→ **DATASET RECORDS**:
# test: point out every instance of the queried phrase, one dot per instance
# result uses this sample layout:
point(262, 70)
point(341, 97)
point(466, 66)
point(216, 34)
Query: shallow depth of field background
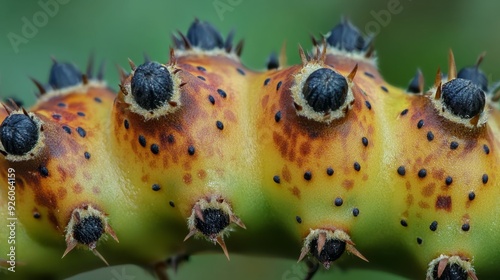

→ **WORK REQUEST**:
With every picture removed, give the entries above again exactly.

→ **YOUR RESPONSE**:
# test: point out every instance of the queried phrase, one dot per instance
# result uses this sample layout:
point(262, 70)
point(341, 97)
point(466, 66)
point(216, 34)
Query: shallow depth of field background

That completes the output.